▸ **WORK TO COMPLETE**: Repeat each record exactly. Any picture gets left out.
**** EXERCISE MATERIALS
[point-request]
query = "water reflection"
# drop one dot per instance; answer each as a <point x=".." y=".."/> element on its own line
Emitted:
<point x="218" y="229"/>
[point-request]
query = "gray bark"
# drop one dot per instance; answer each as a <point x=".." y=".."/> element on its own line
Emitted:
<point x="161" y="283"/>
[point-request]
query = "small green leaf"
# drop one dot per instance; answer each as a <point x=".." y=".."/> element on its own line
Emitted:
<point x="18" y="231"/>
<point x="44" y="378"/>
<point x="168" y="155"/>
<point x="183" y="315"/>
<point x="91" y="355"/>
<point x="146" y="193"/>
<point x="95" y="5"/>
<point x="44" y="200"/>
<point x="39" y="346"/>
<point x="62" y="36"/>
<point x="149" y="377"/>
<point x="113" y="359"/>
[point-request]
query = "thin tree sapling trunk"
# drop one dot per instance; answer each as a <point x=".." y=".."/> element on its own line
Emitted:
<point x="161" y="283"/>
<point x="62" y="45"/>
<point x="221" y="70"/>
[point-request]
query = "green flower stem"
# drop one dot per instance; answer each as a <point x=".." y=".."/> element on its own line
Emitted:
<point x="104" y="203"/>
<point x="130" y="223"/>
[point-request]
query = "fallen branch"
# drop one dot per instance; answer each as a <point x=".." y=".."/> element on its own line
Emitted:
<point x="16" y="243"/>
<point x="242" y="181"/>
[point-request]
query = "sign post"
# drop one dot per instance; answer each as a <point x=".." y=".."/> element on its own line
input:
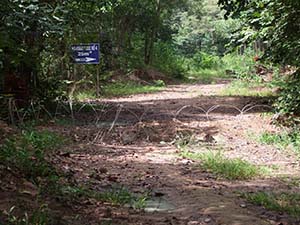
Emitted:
<point x="87" y="54"/>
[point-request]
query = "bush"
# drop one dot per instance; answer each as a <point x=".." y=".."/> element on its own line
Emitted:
<point x="288" y="103"/>
<point x="202" y="60"/>
<point x="166" y="60"/>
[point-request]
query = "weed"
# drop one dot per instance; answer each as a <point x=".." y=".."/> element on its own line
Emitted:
<point x="85" y="95"/>
<point x="122" y="196"/>
<point x="246" y="88"/>
<point x="232" y="169"/>
<point x="283" y="202"/>
<point x="38" y="217"/>
<point x="282" y="140"/>
<point x="120" y="89"/>
<point x="27" y="153"/>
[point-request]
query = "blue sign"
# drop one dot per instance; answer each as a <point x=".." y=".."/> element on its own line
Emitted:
<point x="86" y="53"/>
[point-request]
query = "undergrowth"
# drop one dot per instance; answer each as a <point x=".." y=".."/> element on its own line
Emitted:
<point x="129" y="88"/>
<point x="232" y="169"/>
<point x="283" y="140"/>
<point x="27" y="153"/>
<point x="246" y="88"/>
<point x="282" y="202"/>
<point x="120" y="89"/>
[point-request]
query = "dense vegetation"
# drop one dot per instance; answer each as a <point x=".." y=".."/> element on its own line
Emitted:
<point x="179" y="39"/>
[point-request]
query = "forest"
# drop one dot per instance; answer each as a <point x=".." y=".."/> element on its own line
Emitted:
<point x="149" y="112"/>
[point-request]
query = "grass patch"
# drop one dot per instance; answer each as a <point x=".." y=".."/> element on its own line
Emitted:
<point x="282" y="202"/>
<point x="282" y="140"/>
<point x="37" y="217"/>
<point x="206" y="76"/>
<point x="232" y="169"/>
<point x="130" y="88"/>
<point x="246" y="88"/>
<point x="115" y="195"/>
<point x="85" y="95"/>
<point x="27" y="152"/>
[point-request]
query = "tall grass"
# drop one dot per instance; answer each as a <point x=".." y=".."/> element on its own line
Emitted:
<point x="232" y="169"/>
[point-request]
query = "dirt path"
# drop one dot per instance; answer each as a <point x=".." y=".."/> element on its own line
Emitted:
<point x="130" y="143"/>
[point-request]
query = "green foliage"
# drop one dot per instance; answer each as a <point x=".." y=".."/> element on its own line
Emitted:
<point x="129" y="88"/>
<point x="288" y="103"/>
<point x="159" y="83"/>
<point x="246" y="88"/>
<point x="232" y="169"/>
<point x="27" y="153"/>
<point x="38" y="217"/>
<point x="202" y="60"/>
<point x="275" y="24"/>
<point x="283" y="140"/>
<point x="240" y="66"/>
<point x="167" y="60"/>
<point x="282" y="202"/>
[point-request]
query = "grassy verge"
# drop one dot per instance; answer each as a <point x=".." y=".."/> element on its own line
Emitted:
<point x="246" y="88"/>
<point x="232" y="169"/>
<point x="282" y="140"/>
<point x="206" y="76"/>
<point x="26" y="155"/>
<point x="120" y="89"/>
<point x="282" y="202"/>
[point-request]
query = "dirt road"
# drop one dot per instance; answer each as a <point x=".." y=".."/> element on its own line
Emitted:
<point x="131" y="142"/>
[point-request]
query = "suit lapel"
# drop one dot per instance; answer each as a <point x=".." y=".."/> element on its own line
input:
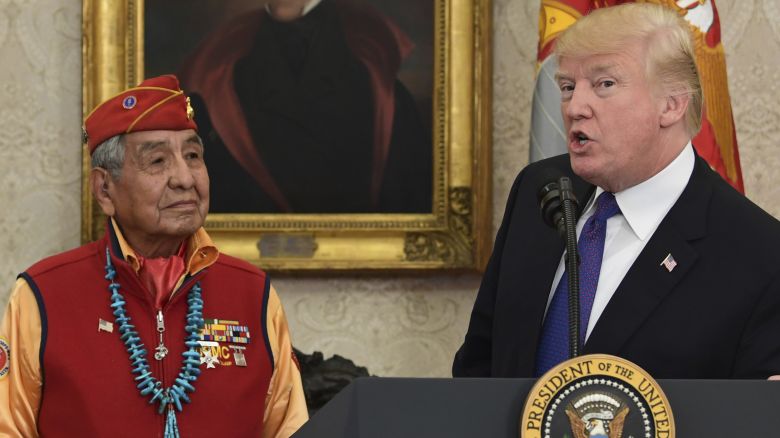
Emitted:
********
▸ **OUTPUT**:
[point-request]
query = "water reflection"
# drop one dot per instance; answer each as a <point x=".." y=".."/> element on its own line
Emitted:
<point x="218" y="229"/>
[point-request]
query = "gray bark"
# drop one dot per instance; answer each as a <point x=".." y=".."/> element on its own line
Emitted:
<point x="161" y="283"/>
[point-request]
query = "small green leaf"
# drop one dot per instance; answer each as a <point x=".." y=".."/> element on its own line
Emitted:
<point x="18" y="231"/>
<point x="44" y="378"/>
<point x="168" y="155"/>
<point x="183" y="315"/>
<point x="91" y="355"/>
<point x="146" y="193"/>
<point x="95" y="5"/>
<point x="44" y="200"/>
<point x="39" y="346"/>
<point x="62" y="36"/>
<point x="149" y="377"/>
<point x="113" y="359"/>
[point-request]
query = "thin tree sapling trunk"
# drop one dot per instance; answer each as a <point x=".." y=".."/> element on its own line
Emitted:
<point x="161" y="283"/>
<point x="62" y="45"/>
<point x="221" y="70"/>
[point-request]
query = "green flower stem"
# drop one dot per instance; answer each as a <point x=".." y=".."/> element on its own line
Emitted:
<point x="104" y="203"/>
<point x="130" y="223"/>
[point-request]
query = "fallen branch"
# drop one dot per instance; answer each as a <point x=".." y=".."/> element on its own line
Emitted:
<point x="16" y="243"/>
<point x="242" y="181"/>
[point-request]
query = "sign post"
# drop one dot per instance; answer each as a <point x=".." y=".."/> element on its own line
input:
Emitted:
<point x="87" y="54"/>
[point-request]
query = "bush"
# drop one dot per instance; answer each as a <point x=".." y=".."/> element on its own line
Emitted:
<point x="288" y="103"/>
<point x="202" y="60"/>
<point x="166" y="60"/>
[point-request]
query = "weed"
# drop one dot per instance; answer each as a <point x=".." y=".."/> element on its own line
Emitted:
<point x="85" y="95"/>
<point x="122" y="196"/>
<point x="246" y="88"/>
<point x="232" y="169"/>
<point x="283" y="202"/>
<point x="38" y="217"/>
<point x="282" y="140"/>
<point x="120" y="89"/>
<point x="27" y="153"/>
[point-request]
query = "blue sign"
# drop one dot per instance; answer each as a <point x=".." y=".."/> element on its own line
Emitted:
<point x="86" y="53"/>
[point-request]
query = "undergrowth"
# drop one dot per instance; answer each as a <point x=".." y=".."/> element on its own line
Emitted:
<point x="129" y="88"/>
<point x="232" y="169"/>
<point x="283" y="140"/>
<point x="27" y="153"/>
<point x="246" y="88"/>
<point x="282" y="202"/>
<point x="120" y="89"/>
[point-request]
query = "dense vegetation"
# drop one dot per instance; answer each as a <point x=".." y=".."/> element on its own line
Emitted:
<point x="179" y="39"/>
[point-request]
query = "forest"
# drop one dot per instance; answer each as a <point x=".." y=".."/> element on its own line
Emitted:
<point x="149" y="112"/>
[point-request]
query = "grass patch"
# drop one dot per instance; answer each as a <point x=".." y=".."/> element on its own line
Emitted:
<point x="282" y="202"/>
<point x="282" y="140"/>
<point x="37" y="217"/>
<point x="206" y="76"/>
<point x="232" y="169"/>
<point x="130" y="88"/>
<point x="246" y="88"/>
<point x="115" y="195"/>
<point x="85" y="95"/>
<point x="27" y="152"/>
[point-request]
query = "tall grass"
# drop one dot per instance; answer each as a <point x=".." y=".."/> element on its own line
Emitted:
<point x="232" y="169"/>
[point-request]
query = "dirt path"
# drop one dot per instance; answer each as a <point x=".." y=".."/> element on its own line
Emitted:
<point x="130" y="143"/>
[point-request]
query = "green foliage"
# drop one dot per instance; answer each as a <point x=".." y=".."/> element on its own line
Emitted:
<point x="129" y="88"/>
<point x="288" y="103"/>
<point x="159" y="83"/>
<point x="246" y="88"/>
<point x="232" y="169"/>
<point x="27" y="153"/>
<point x="38" y="217"/>
<point x="202" y="60"/>
<point x="275" y="24"/>
<point x="283" y="140"/>
<point x="240" y="66"/>
<point x="167" y="60"/>
<point x="282" y="202"/>
[point-request]
query = "grassy verge"
# drop one dot per instance; answer each as a <point x=".." y=".."/> element on its own line
Emitted:
<point x="246" y="88"/>
<point x="232" y="169"/>
<point x="282" y="140"/>
<point x="206" y="76"/>
<point x="26" y="155"/>
<point x="120" y="89"/>
<point x="282" y="202"/>
[point-request]
query = "dirt road"
# drop one dot per instance; answer each as a <point x=".." y=".."/> element on its own line
Emitted:
<point x="131" y="142"/>
[point-request]
query = "suit lapel"
# drop one dot per instance; answer each as a <point x=".." y=".."/> element on its own line
input:
Emitted:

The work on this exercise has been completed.